Objective: Automated medical image segmentation (MIS) using deep learning has traditionally relied on models built and trained from scratch, or at least fine-tuned on a target dataset. The Segment Anything Model (SAM) by Meta challenges this paradigm by providing zero-shot generalisation capabilities. This study aims to develop and compare methods for refining traditional U-Net segmentations by repurposing them for automated SAM prompting.

Approach: A U-Net with EfficientNet-B4 encoder was trained using 4-fold cross validation on an in-house brain metastases dataset. Predictions from each validation set were used for automatic sparse prompt generation via a bounding box prompting method (BBPM) and novel implementations of the point prompting method (PPM). The PPMs frequently produced poor slice predictions (PSPs) that required identification and substitution. Slices were identified as PSPs when they (1) contained multiple predicted regions per lesion or (2) possessed outlier foreground pixel counts relative to the patient's other slices. PSPs were substituted with either initial U-Net or SAM BBPM predictions. The patients' mean volumetric dice similarity coefficient (DSC) was used to evaluate and compare methods' performances.

◆ ACTIONS TO TAKE
1/ In the passage on refining U-Net segmentations with SAM prompting, which encoder did the U-Net use?
2/ Extend the passage on refining U-Net segmentations with SAM prompting, beginning after its final sentence.
The rows that follow are not needed for either task.

◆ DATASET RECORDS
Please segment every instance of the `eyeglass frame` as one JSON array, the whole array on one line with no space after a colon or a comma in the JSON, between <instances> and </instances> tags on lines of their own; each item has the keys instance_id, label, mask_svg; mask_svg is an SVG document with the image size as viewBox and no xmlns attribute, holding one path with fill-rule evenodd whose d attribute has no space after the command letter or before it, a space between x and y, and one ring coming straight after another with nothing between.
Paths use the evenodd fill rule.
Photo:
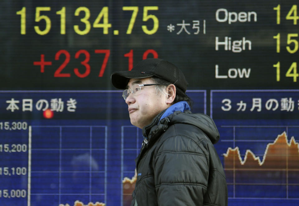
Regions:
<instances>
[{"instance_id":1,"label":"eyeglass frame","mask_svg":"<svg viewBox=\"0 0 299 206\"><path fill-rule=\"evenodd\" d=\"M159 84L139 84L136 83L136 84L134 84L133 85L135 85L135 84L137 84L139 86L139 88L140 89L140 90L141 90L141 87L146 87L146 86L152 86L154 85L160 85ZM132 86L133 86L133 85L132 85ZM127 96L126 97L125 97L125 95L124 94L124 93L125 93L125 92L127 90L128 91L130 92L130 93L129 93L129 95ZM125 101L126 101L126 98L128 98L128 97L129 96L129 95L130 95L130 94L131 94L131 93L132 93L133 94L134 94L134 95L135 95L134 94L135 93L135 92L133 92L133 91L132 91L131 89L125 89L125 90L124 90L123 92L122 92L122 97L124 98L124 99L125 100Z\"/></svg>"}]
</instances>

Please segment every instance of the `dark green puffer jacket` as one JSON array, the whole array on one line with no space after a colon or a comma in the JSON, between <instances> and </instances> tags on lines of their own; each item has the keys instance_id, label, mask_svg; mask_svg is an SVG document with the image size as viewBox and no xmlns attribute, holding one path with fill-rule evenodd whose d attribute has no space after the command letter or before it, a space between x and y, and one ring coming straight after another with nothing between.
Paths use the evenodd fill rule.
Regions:
<instances>
[{"instance_id":1,"label":"dark green puffer jacket","mask_svg":"<svg viewBox=\"0 0 299 206\"><path fill-rule=\"evenodd\" d=\"M219 138L214 121L186 110L158 124L164 111L143 128L148 141L136 160L131 205L227 205L224 172L213 145Z\"/></svg>"}]
</instances>

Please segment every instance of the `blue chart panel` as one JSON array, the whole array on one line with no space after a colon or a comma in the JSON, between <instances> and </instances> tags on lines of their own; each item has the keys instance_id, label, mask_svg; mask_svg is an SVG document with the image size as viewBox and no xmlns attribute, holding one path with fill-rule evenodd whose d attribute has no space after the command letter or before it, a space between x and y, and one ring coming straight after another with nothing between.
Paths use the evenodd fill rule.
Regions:
<instances>
[{"instance_id":1,"label":"blue chart panel","mask_svg":"<svg viewBox=\"0 0 299 206\"><path fill-rule=\"evenodd\" d=\"M211 91L229 205L297 204L298 92Z\"/></svg>"},{"instance_id":2,"label":"blue chart panel","mask_svg":"<svg viewBox=\"0 0 299 206\"><path fill-rule=\"evenodd\" d=\"M1 206L123 204L143 138L121 92L0 92ZM205 113L205 91L187 93Z\"/></svg>"}]
</instances>

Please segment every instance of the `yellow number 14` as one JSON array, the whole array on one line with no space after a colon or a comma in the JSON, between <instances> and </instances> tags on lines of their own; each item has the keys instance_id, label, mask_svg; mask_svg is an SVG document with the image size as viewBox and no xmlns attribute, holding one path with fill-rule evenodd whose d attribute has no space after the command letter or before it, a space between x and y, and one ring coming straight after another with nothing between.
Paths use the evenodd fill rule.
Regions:
<instances>
[{"instance_id":1,"label":"yellow number 14","mask_svg":"<svg viewBox=\"0 0 299 206\"><path fill-rule=\"evenodd\" d=\"M280 81L280 62L278 61L277 64L273 65L273 67L276 68L276 81ZM297 62L293 62L291 66L286 73L287 77L292 77L293 81L297 82L297 78L299 76L299 74L297 71Z\"/></svg>"}]
</instances>

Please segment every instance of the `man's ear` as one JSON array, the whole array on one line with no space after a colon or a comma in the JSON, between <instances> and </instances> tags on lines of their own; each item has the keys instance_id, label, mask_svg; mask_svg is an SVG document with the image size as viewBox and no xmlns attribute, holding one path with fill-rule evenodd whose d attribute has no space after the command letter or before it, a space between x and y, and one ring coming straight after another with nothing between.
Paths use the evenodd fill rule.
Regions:
<instances>
[{"instance_id":1,"label":"man's ear","mask_svg":"<svg viewBox=\"0 0 299 206\"><path fill-rule=\"evenodd\" d=\"M166 103L168 104L172 104L175 98L176 92L175 86L172 84L169 84L166 87L166 90L167 93Z\"/></svg>"}]
</instances>

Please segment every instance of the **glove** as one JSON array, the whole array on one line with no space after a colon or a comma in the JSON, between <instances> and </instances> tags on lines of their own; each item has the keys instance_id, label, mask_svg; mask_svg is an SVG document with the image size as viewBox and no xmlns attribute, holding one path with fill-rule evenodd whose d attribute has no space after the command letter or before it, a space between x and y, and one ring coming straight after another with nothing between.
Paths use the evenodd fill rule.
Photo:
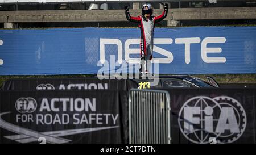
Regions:
<instances>
[{"instance_id":1,"label":"glove","mask_svg":"<svg viewBox=\"0 0 256 155\"><path fill-rule=\"evenodd\" d=\"M125 10L129 10L129 7L130 7L130 6L129 6L129 5L126 5L126 6L125 6Z\"/></svg>"},{"instance_id":2,"label":"glove","mask_svg":"<svg viewBox=\"0 0 256 155\"><path fill-rule=\"evenodd\" d=\"M164 8L168 8L168 6L169 6L169 5L167 3L164 3L163 5L164 7Z\"/></svg>"}]
</instances>

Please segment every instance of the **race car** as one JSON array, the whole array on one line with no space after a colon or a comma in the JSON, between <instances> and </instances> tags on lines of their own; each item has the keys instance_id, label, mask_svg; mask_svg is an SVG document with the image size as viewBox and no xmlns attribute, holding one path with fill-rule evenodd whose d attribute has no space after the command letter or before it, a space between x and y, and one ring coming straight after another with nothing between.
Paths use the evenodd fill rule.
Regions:
<instances>
[{"instance_id":1,"label":"race car","mask_svg":"<svg viewBox=\"0 0 256 155\"><path fill-rule=\"evenodd\" d=\"M187 75L160 76L158 80L134 79L139 89L170 88L220 87L218 83L211 77L205 77L207 81Z\"/></svg>"}]
</instances>

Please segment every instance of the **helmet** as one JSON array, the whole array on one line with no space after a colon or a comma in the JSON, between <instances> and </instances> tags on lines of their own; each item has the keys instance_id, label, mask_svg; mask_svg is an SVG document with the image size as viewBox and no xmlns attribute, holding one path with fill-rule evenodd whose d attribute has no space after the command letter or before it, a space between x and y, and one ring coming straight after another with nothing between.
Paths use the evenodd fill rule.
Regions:
<instances>
[{"instance_id":1,"label":"helmet","mask_svg":"<svg viewBox=\"0 0 256 155\"><path fill-rule=\"evenodd\" d=\"M144 15L145 14L150 14L151 15L153 13L153 9L150 3L144 4L142 6L141 10L142 15Z\"/></svg>"}]
</instances>

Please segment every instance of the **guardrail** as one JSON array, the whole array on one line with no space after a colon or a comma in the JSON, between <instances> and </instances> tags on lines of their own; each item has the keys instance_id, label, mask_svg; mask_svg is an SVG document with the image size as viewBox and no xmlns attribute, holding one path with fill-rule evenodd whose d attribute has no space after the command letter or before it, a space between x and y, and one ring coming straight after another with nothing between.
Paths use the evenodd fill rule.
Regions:
<instances>
[{"instance_id":1,"label":"guardrail","mask_svg":"<svg viewBox=\"0 0 256 155\"><path fill-rule=\"evenodd\" d=\"M129 143L171 143L170 101L166 91L131 90Z\"/></svg>"}]
</instances>

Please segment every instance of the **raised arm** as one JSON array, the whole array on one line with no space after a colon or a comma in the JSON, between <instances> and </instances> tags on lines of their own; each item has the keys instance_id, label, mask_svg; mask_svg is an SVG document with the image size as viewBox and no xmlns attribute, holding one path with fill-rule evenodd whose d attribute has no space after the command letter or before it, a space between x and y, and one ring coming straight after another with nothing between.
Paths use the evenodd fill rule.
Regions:
<instances>
[{"instance_id":1,"label":"raised arm","mask_svg":"<svg viewBox=\"0 0 256 155\"><path fill-rule=\"evenodd\" d=\"M163 6L164 6L164 11L160 15L155 17L155 23L162 21L163 19L164 19L167 16L168 5L167 3L165 3L165 4L163 4Z\"/></svg>"},{"instance_id":2,"label":"raised arm","mask_svg":"<svg viewBox=\"0 0 256 155\"><path fill-rule=\"evenodd\" d=\"M134 17L131 16L131 15L130 15L129 5L126 5L125 6L125 16L126 16L126 19L128 21L134 23L139 23L139 22L141 21L141 18L139 16Z\"/></svg>"}]
</instances>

◆ YOUR RESPONSES
1/ An EfficientNet-B4 encoder.

2/
Main results: Compared to the initial U-Net segmentations, the BBPM increased patients' DSC by 3.93±1.48% to 0.847±0.008. PSPs constituted 20.01–21.63% of PPMs' predictions and without substitution, performance decreased by 82.94±3.17% to 0.139±0.023 DSC. When combining PSP identification techniques and substituting with BBPM predictions, the performance of PPMs surpassed the initial U-Net, achieving improvements of up to 4.17±1.40% and reaching a DSC of 0.849±0.007. The final PSP identification method achieved 92.95±1.20% PSP sensitivity.

Significance: Our results highlight strengths and weaknesses of sparse SAM prompting methods, which can be helpful for future designs of both automatic and manual pipelines. To our knowledge, this is the first study to propose methods of PSP identification and substitution to close the gap between PPM and BBPM performance for MIS.